__EXTRACTED INFORMATION__.
%%

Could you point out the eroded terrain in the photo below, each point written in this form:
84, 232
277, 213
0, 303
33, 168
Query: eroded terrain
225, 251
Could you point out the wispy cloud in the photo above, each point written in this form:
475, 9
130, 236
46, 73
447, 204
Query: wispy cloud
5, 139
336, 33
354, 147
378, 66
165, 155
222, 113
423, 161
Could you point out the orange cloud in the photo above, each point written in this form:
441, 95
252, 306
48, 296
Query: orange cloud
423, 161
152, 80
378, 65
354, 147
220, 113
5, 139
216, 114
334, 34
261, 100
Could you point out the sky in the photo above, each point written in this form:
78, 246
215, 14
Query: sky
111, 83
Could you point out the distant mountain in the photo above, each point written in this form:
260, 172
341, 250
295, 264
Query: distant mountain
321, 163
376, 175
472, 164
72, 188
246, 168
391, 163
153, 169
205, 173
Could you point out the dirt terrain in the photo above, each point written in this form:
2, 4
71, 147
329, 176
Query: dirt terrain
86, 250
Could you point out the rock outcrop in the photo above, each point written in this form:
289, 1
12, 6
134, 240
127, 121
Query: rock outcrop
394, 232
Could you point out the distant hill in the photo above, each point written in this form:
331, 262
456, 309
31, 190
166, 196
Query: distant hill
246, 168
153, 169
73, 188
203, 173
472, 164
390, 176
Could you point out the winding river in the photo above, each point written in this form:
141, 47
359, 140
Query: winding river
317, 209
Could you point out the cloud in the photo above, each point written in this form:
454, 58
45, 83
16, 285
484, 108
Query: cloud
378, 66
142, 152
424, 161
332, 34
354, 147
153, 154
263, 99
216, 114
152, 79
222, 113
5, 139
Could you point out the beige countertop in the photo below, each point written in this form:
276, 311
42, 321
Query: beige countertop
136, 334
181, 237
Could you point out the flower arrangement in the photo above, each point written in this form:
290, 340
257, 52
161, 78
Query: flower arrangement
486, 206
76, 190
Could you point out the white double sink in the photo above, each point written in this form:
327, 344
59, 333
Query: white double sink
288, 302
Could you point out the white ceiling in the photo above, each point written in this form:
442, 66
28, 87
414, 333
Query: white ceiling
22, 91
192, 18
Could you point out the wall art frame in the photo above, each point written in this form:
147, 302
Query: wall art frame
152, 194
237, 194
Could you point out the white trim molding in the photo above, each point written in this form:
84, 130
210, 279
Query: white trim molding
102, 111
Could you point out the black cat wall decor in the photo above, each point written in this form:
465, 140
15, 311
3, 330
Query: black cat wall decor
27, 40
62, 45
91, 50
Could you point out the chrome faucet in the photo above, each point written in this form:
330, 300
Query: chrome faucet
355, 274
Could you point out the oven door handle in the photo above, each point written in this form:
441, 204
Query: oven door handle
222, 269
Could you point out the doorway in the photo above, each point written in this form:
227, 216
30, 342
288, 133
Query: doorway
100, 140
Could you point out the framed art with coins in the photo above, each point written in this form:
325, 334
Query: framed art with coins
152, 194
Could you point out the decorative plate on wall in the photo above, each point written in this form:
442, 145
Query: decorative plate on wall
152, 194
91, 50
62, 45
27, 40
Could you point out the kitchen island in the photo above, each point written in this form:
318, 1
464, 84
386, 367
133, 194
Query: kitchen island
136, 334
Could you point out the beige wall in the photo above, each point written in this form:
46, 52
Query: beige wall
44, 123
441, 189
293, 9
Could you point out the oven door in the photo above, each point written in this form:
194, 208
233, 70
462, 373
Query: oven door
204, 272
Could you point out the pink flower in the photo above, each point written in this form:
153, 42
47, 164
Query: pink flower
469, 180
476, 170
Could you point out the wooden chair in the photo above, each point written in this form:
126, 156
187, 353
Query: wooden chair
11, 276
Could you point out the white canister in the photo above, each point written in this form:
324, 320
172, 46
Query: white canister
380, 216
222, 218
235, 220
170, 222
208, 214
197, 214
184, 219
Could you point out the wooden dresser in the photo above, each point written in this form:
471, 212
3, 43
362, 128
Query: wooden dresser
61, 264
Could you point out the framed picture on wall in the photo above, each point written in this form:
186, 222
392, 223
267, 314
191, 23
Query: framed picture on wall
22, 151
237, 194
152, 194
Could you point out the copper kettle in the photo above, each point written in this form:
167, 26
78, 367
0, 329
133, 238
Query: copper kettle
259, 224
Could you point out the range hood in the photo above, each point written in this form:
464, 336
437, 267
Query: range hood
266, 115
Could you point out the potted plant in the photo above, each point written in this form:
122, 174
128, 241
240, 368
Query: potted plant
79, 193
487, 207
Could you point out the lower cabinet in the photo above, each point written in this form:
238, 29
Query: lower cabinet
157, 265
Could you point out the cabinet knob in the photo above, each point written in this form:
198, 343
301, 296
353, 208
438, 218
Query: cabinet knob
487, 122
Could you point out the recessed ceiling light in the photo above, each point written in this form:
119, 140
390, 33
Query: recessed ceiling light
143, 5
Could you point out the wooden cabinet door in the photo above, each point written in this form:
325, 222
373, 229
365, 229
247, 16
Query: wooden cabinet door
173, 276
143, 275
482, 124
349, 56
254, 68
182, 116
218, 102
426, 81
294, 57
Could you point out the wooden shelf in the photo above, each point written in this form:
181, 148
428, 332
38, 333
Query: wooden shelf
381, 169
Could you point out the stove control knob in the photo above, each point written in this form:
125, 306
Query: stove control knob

%%

__WRITTEN PROBLEM__.
Every line from the line containing "Could you point out the cabinet" to the last line of the material above must be repeated exactly, and no other line.

__TASK SOLUTION__.
Could you point out the cabinet knob in the photo above, each point written in this form:
198, 343
301, 296
353, 208
438, 218
Query: cabinet knob
487, 122
Could you point out the recessed ceiling light in the photo above, each point written in this form:
119, 140
390, 33
Query: recessed ceiling light
143, 5
Could you point out the wooden cabinet door in the photo above, each point written in this form:
325, 222
373, 229
365, 229
247, 16
Query: wooden cabinet door
173, 276
143, 275
482, 124
349, 56
254, 68
182, 116
218, 102
426, 81
294, 57
Could you point out the wooden shelf in the photo above, each point written in this form:
181, 148
428, 332
38, 333
Query: wooden shelf
381, 169
Could you point out the stove control knob in the photo above, each point written in this form:
125, 306
Query: stove control knob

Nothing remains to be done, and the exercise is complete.